| Task goal |
An exact copy of the records below is required, and it must contain no pictures.

:: Given entries ::

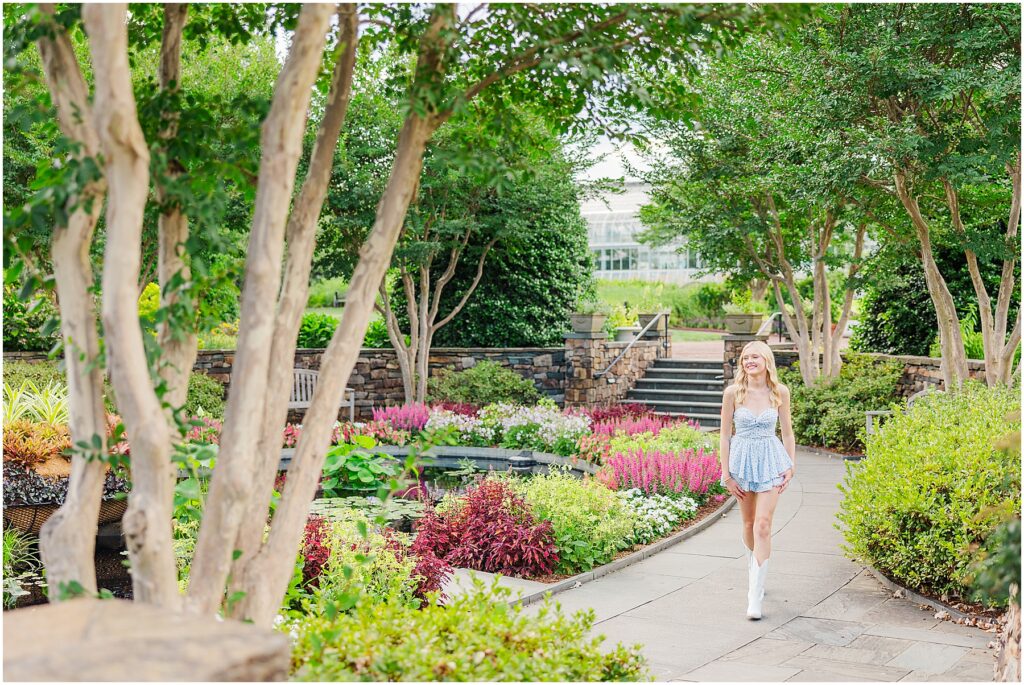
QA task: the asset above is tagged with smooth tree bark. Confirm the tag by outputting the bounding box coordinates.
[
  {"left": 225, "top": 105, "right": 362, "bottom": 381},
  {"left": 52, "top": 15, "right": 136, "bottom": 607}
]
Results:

:::

| Finished exercise |
QA task: the asset above is tagged with smooth tree bark. Confirm the tag by outputting the bounding box coordinates.
[
  {"left": 225, "top": 105, "right": 362, "bottom": 381},
  {"left": 52, "top": 15, "right": 136, "bottom": 607}
]
Results:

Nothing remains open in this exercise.